• **Problem**: Retype the stretch of lines from the line containing "The component shall return one point per instance of the tall" through the line containing "pixel 169 45", exactly as they appear.

### Data rows ###

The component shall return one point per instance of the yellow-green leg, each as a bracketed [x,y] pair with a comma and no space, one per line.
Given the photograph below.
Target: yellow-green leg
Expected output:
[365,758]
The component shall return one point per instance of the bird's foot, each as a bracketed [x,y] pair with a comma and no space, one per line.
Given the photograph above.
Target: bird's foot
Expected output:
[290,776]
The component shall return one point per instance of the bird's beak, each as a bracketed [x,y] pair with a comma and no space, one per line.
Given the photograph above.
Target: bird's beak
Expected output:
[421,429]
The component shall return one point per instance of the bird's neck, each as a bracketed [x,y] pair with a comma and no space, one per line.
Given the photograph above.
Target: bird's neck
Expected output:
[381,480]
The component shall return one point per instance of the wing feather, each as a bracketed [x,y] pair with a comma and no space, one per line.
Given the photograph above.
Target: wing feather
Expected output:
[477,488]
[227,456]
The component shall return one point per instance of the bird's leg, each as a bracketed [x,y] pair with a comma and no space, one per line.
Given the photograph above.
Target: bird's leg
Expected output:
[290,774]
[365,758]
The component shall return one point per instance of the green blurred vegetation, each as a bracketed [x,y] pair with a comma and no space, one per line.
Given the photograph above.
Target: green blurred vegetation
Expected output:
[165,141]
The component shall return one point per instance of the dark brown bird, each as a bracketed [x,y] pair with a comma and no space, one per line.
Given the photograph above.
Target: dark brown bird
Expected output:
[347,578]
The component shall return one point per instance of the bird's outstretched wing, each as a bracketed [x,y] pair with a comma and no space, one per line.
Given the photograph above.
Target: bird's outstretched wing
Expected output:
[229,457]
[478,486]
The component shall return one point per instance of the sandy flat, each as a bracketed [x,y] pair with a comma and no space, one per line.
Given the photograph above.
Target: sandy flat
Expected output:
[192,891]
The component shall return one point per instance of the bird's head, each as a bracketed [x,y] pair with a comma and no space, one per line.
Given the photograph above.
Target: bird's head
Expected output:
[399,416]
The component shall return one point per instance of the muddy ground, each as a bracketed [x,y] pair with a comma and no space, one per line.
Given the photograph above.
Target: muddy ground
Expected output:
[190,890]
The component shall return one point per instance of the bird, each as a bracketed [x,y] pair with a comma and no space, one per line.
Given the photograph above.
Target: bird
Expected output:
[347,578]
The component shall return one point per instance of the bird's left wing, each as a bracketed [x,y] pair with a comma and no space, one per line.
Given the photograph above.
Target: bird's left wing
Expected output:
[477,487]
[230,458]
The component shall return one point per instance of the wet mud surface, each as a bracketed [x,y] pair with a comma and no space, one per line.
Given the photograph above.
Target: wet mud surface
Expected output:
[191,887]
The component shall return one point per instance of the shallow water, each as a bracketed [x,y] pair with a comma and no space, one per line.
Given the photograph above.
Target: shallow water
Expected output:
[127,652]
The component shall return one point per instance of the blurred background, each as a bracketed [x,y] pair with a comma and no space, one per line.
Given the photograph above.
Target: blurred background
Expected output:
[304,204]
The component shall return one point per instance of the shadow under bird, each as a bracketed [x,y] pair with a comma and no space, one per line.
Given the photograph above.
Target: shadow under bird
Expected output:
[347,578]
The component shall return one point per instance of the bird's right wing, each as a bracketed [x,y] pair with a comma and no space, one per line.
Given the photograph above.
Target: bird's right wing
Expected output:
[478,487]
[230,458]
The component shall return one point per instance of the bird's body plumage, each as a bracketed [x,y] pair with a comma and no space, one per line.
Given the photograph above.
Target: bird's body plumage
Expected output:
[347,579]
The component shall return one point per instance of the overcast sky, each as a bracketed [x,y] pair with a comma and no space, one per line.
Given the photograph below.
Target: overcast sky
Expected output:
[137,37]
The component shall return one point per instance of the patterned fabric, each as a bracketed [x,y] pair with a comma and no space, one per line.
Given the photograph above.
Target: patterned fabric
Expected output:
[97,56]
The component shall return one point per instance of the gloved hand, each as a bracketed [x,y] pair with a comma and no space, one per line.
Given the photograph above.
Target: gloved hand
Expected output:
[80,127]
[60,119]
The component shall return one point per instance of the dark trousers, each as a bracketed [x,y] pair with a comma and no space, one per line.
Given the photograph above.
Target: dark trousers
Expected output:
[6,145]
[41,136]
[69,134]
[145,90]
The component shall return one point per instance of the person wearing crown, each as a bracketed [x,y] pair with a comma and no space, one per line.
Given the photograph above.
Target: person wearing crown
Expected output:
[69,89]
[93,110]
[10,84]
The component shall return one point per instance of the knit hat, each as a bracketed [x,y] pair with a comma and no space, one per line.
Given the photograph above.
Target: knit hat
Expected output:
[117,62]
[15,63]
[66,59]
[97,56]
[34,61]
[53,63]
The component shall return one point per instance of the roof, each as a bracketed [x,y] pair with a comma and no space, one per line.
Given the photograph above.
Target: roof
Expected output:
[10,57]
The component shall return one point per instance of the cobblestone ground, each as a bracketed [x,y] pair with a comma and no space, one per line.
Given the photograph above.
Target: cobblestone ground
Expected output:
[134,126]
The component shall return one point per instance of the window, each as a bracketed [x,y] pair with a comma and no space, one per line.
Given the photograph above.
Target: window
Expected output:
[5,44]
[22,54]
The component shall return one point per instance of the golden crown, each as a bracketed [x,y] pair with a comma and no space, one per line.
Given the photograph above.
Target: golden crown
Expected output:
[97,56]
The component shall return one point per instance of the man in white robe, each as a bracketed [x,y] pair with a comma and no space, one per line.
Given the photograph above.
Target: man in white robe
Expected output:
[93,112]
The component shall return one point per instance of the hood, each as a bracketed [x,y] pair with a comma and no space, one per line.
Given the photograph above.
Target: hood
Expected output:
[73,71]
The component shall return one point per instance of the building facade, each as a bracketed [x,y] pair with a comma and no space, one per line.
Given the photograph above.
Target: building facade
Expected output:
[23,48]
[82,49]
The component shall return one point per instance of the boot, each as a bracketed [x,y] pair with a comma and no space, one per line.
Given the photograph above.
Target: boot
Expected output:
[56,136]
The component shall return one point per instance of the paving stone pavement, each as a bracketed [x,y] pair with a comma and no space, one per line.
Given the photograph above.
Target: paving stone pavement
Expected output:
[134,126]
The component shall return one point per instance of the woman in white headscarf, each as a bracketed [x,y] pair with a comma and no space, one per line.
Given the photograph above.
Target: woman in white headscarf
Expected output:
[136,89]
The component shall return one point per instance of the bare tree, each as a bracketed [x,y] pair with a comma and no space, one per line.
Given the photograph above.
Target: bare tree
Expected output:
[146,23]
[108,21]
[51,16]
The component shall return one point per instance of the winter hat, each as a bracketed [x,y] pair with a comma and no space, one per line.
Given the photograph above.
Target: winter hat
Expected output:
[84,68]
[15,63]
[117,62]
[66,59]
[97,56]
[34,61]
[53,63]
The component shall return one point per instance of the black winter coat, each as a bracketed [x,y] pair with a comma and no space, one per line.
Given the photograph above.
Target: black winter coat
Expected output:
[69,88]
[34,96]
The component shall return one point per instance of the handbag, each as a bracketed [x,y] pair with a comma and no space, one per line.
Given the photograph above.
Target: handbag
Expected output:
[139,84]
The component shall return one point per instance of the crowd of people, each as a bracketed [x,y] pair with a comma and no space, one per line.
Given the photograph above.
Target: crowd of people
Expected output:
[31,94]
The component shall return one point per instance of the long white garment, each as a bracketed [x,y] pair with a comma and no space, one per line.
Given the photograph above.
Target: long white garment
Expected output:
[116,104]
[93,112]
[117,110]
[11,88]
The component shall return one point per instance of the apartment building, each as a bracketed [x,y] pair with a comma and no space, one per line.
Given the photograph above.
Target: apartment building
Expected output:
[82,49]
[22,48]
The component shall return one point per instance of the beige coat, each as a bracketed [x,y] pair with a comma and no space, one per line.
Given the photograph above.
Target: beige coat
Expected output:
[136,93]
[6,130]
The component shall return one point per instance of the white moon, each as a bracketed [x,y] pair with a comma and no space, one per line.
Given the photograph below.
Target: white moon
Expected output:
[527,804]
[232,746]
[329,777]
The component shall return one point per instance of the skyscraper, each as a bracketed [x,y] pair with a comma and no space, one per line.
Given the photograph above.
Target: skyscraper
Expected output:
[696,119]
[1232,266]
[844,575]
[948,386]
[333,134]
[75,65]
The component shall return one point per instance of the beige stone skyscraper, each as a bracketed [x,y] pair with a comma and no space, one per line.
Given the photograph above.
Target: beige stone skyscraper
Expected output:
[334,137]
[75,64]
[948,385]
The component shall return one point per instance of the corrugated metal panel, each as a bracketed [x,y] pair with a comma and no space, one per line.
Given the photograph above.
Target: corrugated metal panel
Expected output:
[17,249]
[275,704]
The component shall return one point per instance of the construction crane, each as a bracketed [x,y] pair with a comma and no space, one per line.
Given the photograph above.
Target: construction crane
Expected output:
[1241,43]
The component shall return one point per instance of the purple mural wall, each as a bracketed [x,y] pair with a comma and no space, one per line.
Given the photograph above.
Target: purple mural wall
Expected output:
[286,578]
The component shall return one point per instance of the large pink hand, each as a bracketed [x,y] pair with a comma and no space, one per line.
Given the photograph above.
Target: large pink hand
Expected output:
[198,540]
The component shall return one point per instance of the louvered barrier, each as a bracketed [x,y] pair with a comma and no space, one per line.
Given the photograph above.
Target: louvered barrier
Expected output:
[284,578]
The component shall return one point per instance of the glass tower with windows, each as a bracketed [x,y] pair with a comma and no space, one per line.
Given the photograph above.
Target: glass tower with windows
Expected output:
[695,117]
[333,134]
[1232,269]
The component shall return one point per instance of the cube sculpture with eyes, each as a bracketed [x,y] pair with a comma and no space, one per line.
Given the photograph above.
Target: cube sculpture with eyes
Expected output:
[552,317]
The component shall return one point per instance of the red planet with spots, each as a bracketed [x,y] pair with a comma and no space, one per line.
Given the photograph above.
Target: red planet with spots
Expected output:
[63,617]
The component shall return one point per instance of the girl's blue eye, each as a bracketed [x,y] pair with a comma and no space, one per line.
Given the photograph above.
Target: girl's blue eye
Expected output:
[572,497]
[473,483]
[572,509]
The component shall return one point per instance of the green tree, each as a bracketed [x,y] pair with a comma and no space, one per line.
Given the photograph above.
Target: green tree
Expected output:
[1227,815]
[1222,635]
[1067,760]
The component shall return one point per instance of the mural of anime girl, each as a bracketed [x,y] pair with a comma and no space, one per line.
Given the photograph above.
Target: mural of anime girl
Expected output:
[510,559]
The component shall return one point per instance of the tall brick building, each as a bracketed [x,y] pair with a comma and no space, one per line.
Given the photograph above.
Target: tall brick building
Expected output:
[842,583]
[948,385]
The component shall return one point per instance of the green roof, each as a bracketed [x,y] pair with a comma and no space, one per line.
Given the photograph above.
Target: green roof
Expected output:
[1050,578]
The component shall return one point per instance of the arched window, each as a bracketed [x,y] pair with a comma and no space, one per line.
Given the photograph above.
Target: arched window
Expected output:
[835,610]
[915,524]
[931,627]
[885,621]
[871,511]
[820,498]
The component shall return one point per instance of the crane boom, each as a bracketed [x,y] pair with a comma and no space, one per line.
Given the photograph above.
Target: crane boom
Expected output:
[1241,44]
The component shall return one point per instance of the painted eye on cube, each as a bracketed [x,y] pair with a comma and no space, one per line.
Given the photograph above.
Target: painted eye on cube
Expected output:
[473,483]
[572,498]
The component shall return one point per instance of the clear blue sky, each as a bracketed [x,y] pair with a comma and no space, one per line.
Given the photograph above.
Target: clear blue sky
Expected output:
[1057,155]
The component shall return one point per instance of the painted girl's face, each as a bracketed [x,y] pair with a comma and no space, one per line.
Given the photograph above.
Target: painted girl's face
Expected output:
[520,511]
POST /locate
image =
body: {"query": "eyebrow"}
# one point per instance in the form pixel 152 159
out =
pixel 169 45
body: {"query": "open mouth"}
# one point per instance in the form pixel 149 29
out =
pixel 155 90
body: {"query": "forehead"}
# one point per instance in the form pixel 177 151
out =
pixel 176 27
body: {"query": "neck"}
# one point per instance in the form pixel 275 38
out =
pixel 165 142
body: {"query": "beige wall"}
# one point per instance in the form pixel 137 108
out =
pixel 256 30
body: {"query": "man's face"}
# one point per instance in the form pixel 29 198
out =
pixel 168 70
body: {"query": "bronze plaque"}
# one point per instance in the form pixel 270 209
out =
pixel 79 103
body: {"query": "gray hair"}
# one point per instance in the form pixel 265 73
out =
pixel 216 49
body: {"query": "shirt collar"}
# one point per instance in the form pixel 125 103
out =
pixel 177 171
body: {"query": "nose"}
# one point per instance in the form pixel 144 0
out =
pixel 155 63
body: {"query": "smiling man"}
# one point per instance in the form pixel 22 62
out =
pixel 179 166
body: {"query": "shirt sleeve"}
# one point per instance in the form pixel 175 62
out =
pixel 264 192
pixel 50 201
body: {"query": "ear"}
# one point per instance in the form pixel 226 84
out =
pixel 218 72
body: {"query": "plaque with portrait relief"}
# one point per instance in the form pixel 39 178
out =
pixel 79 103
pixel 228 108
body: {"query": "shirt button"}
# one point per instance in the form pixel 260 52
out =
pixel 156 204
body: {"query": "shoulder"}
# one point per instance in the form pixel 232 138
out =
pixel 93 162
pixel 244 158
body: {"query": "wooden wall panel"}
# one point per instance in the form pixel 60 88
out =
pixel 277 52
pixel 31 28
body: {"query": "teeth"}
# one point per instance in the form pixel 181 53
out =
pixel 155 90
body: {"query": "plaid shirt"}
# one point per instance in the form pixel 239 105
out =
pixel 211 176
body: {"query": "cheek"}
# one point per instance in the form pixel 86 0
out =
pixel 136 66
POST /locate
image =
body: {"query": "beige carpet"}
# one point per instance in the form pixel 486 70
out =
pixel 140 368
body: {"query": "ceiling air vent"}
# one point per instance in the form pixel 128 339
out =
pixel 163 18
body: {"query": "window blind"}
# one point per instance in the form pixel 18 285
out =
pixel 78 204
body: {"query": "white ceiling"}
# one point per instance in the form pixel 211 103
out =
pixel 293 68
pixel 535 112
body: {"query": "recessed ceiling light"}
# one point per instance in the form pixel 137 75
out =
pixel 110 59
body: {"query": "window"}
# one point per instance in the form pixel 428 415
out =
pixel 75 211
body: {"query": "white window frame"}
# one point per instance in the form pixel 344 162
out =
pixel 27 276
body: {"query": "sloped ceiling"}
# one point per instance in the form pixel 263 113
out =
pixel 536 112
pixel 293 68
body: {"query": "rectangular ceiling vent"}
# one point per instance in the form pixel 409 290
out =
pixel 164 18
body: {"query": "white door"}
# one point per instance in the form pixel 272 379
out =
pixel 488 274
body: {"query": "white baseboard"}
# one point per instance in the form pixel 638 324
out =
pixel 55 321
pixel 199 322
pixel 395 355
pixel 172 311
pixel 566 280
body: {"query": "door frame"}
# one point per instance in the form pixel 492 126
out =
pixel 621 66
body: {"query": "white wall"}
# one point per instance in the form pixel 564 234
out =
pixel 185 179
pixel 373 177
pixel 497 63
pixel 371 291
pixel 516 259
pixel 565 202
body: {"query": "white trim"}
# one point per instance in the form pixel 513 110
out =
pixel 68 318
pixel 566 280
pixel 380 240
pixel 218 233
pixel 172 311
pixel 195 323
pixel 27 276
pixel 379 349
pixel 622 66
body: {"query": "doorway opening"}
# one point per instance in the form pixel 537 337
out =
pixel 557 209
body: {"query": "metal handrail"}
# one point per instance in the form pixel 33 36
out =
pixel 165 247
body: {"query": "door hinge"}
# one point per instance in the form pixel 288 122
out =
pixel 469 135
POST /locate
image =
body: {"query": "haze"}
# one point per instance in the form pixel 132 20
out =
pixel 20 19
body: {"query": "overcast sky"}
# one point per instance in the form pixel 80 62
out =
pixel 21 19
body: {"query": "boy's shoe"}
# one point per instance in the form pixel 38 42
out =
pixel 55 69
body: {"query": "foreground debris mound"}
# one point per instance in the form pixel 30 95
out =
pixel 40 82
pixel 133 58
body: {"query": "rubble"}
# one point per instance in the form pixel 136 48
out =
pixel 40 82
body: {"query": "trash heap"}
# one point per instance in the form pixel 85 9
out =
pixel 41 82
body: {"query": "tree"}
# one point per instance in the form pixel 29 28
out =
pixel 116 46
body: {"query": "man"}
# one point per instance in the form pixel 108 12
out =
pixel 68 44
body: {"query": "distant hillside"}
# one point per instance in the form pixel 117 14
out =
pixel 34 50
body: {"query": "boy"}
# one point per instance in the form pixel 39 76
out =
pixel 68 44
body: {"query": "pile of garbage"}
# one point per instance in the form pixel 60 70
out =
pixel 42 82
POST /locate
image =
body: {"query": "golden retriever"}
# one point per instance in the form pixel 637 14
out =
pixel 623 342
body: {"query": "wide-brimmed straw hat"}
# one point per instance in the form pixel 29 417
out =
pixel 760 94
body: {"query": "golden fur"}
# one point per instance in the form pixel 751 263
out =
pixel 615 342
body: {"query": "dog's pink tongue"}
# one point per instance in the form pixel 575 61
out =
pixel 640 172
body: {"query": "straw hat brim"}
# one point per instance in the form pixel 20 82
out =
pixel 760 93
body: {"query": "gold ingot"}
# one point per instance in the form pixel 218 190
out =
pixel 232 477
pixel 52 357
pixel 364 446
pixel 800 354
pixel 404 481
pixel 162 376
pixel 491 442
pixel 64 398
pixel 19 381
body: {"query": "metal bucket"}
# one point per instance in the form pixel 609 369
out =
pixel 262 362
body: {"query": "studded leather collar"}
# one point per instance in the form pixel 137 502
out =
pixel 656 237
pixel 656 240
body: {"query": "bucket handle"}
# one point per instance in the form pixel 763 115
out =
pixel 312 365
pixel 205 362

###

• **Response to the task**:
The component shall return one point per instance of the tall brick building, each as a bracketed [x,y] pair with a comma and no space, one per line.
Given the photograph above.
Target: tall brick building
Expected output:
[842,583]
[948,385]
The component shall return one point per instance of the green roof, each as a bracketed [x,y] pair with a comma and no space, one per line.
Given the photograph above.
Target: green roof
Expected output:
[1050,578]
The component shall return one point per instance of the arched window, each as a bracketed [x,y] pair with a comma and no space, one per line.
Given the photograph above.
Target: arched window
Expected output:
[835,610]
[915,524]
[931,627]
[885,621]
[871,511]
[820,498]
The component shall return one point per instance of the crane boom, each as a bracketed [x,y] pair with a comma and no space, one per line.
Given the photograph above.
Target: crane boom
Expected output:
[1241,44]
The component shall return one point per instance of the painted eye on cube, each as a bracketed [x,y] pair with a comma and no space, one per line.
Given the photograph above.
Target: painted eye on cube
Expected output:
[473,483]
[572,498]
The component shall return one point per instance of the clear blue sky, each as a bracketed [x,y] pair with a comma and no space, one per line.
Given the photograph above.
Target: clear blue sky
Expected output:
[1057,155]
The component shall return one point per instance of the painted girl's face, each as a bracketed [x,y] pair with a comma and no space, one per line.
Given the photograph above.
Target: painted girl's face
Expected output:
[520,511]
POST /locate
image =
body: {"query": "eyebrow"}
# one point per instance in the form pixel 152 159
out =
pixel 169 45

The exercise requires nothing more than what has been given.